Would you return the records below character for character, without any images?

## Input for this task
# # # # # # #

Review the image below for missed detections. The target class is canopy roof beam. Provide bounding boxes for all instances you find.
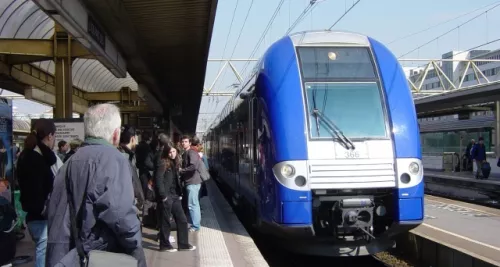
[0,38,93,65]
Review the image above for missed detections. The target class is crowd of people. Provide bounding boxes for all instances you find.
[15,103,209,267]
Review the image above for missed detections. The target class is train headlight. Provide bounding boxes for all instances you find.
[328,52,337,60]
[281,164,295,178]
[409,162,420,175]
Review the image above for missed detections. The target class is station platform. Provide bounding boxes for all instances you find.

# # # # # # #

## Answer box
Review the image below for missed detections. The target class is canopy roof beam. Provide bounding boxes for all instances you find.
[0,38,93,65]
Review the image above for missed detections. The target class is crowd of people. Provide bounding boxes for all instances you find.
[15,103,209,267]
Review the image above for missed detections. The target class is train headlight. Provide bounding boxes for all instances you find.
[328,52,337,60]
[281,164,295,178]
[409,162,420,175]
Review the image above for missed detections. The target class is station platform. Provide bounding boxes for all instances you find.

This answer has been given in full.